### Text block
To be sure, Detroit is not for everyone. If you're looking to launch your business in a pristine city, where the government can provide cushy resources, it's not the place for you. But, there are many good reasons for entrepreneurs to stay in or move to the Motor City. Here are a few:
It’s cheap. For now. “The burn rate in Michigan is a fraction of what it is in Boston, New York, Silicon Valley, Chicago and frankly many other locations,” says Mike Finney, the president and chief executive of the Michigan Economic Development Corporation, a public-private partnership advocating for business in the state.
And it may not be this cheap forever. “This is a ground-floor opportunity for individuals who want to live, work and play, and find opportunities to do it at a cost that you will probably never see again,” says Finney. The population exodus that Detroit has suffered means a lot of office space was left vacant, and empty buildings are being rehabilitated into working space, says Finney.
For example, Dan Gilbert, the chairman and founder of Quicken Loans Inc. and majority owner of the NBA’s Cleveland Cavaliers, has bought more than 30 buildings in downtown Detroit. “Those buildings are all being rehabbed and occupied by businesses at a rate that is just staggering,” says Finney.
Detroit’s airwaves aren’t glutted. “You don’t have the media outlets getting pitched every minute of every day by new startup ideas and new startups to cover,” says Cohen. “It’s a nice platform to get national press.” There’s also plenty of local press, including the Detroit News and Crain’s Detroit Business.
There is a growing sense of new, young energy with a frontier spirit. For the first time in more than three decades, young people are staying in Michigan. “Young people left forever, and now they are staying,” says Cohen.
When Cohen moved into an apartment in downtown Detroit in Feb. 2011, he had the upper hand in negotiating his rent. Now, he says, there are waiting lists at downtown apartment buildings. That's partly due to limited supply. People haven’t historically wanted to live in downtown Detroit. Lately, innovative companies are increasingly interested in investing in the city center over the suburbs, and they are attracting the younger set.
Michigan has always been a manufacturing hub. “Michigan does have a tremendous legacy of entrepreneurial activity,” says Finney, ticking off icons Henry Ford, W.K. Kellogg and Charles Stewart Mott.
The state has a history of, and infrastructure for, making things, says Rick DeVos, CEO of Grand Rapids, Mich.-based Start Garden, a seed fund that distributes $5,000 loans to startups. "The whole state is rediscovering its entrepreneurial muscles," says DeVos. "A hundred years ago, Detroit was the Silicon Valley of the world."
The startup community is relatively small. The number of startups in Detroit is small compared to cities like New York or San Francisco. That means less competition. “You have the ear of first customers potentially,” says Cohen.
You can play a role in the comeback story. Entrepreneurs go out on their own because they want to make a difference. In Detroit's less crowded startup ecosystem, you have an opportunity to make a difference. “You build a successful tech company, and you are bringing back a region,” says Cohen. “It’s a startup community on the rise. You are basically going to be riding a wave of growth.”

### Excerpted records
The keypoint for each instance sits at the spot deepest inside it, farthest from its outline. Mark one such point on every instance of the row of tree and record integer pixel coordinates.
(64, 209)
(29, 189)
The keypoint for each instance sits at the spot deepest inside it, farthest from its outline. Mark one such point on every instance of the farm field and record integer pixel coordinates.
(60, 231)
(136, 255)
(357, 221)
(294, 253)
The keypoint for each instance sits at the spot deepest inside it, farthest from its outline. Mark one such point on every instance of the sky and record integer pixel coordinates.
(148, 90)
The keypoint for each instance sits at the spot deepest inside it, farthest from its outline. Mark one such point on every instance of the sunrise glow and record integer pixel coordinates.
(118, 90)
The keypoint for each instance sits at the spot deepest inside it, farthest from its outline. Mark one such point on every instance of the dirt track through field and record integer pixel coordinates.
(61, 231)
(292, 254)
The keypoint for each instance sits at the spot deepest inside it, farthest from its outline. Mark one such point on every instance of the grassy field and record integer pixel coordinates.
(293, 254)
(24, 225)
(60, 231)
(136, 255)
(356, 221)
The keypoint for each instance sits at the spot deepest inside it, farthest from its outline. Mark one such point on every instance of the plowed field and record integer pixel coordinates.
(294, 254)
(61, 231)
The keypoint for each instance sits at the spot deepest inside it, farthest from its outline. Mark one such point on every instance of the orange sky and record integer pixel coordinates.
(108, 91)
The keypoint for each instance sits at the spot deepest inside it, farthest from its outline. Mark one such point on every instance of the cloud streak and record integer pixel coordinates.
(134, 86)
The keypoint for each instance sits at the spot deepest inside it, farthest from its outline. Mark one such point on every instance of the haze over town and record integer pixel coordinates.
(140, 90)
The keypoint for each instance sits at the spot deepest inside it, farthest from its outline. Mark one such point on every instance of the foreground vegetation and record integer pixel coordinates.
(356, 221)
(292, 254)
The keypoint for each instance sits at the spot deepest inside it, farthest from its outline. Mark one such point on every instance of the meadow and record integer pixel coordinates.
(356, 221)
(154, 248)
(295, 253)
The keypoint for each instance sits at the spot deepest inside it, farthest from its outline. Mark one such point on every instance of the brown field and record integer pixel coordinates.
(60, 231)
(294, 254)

### Instructions for the task
Reproduce verbatim the passage of the Detroit startup text above between "For example, Dan" and "Crain’s Detroit Business.", inclusive.

### Written reply
For example, Dan Gilbert, the chairman and founder of Quicken Loans Inc. and majority owner of the NBA’s Cleveland Cavaliers, has bought more than 30 buildings in downtown Detroit. “Those buildings are all being rehabbed and occupied by businesses at a rate that is just staggering,” says Finney.
Detroit’s airwaves aren’t glutted. “You don’t have the media outlets getting pitched every minute of every day by new startup ideas and new startups to cover,” says Cohen. “It’s a nice platform to get national press.” There’s also plenty of local press, including the Detroit News and Crain’s Detroit Business.